# 练习说明
能否把列表中从含有“If you could put a point on the metal”的那一行起、一直到列表末尾的各行转换成 JSON 字符串列表，每行对应一个字符串并略去空行？答案中不要包含图片。

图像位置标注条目
# # # # # # #

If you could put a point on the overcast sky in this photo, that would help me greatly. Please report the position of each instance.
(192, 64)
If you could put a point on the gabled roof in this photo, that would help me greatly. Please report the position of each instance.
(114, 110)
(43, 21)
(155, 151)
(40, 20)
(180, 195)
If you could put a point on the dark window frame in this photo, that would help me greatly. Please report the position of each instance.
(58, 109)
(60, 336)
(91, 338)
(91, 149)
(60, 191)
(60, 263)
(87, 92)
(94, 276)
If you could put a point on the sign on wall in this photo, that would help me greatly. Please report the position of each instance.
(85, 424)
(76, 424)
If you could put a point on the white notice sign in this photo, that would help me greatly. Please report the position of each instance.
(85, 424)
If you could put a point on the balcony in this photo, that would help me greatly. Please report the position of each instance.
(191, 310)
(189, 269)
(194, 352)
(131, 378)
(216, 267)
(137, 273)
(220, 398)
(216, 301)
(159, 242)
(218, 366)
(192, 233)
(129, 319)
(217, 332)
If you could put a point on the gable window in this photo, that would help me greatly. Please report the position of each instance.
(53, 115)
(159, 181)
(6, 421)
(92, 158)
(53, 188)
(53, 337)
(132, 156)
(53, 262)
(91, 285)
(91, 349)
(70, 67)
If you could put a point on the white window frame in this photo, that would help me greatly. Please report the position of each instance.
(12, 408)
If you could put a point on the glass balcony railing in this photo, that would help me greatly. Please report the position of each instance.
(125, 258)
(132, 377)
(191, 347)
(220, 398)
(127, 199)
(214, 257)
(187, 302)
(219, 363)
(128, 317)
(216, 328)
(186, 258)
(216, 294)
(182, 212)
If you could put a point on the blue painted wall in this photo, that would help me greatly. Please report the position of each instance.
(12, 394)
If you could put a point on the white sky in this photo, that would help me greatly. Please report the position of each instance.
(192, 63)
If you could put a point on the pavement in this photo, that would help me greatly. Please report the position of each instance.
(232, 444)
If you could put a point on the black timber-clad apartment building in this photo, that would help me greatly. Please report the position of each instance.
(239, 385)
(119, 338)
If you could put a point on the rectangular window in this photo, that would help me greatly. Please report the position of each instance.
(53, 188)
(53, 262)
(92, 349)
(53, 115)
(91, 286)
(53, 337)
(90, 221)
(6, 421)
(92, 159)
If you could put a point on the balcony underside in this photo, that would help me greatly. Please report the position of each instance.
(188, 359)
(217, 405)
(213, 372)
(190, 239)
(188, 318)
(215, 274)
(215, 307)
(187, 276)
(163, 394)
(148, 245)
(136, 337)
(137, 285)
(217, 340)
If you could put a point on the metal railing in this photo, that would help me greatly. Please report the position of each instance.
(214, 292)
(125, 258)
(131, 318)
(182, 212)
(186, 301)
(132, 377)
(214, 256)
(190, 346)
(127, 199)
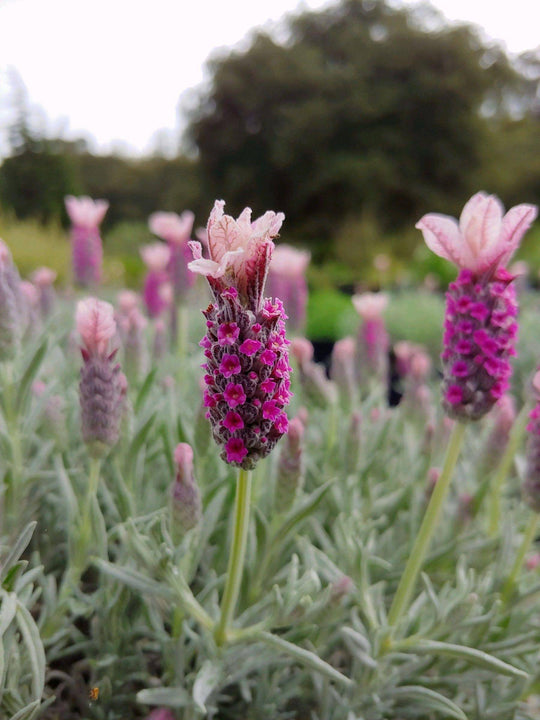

# # # # # # #

# 题目解答
[
  "If you could put a point on the metal railing in this photo, that would help me greatly. Please report the position of each instance.",
  "(214, 292)",
  "(125, 258)",
  "(131, 318)",
  "(182, 212)",
  "(186, 301)",
  "(132, 377)",
  "(214, 256)",
  "(190, 346)",
  "(127, 199)"
]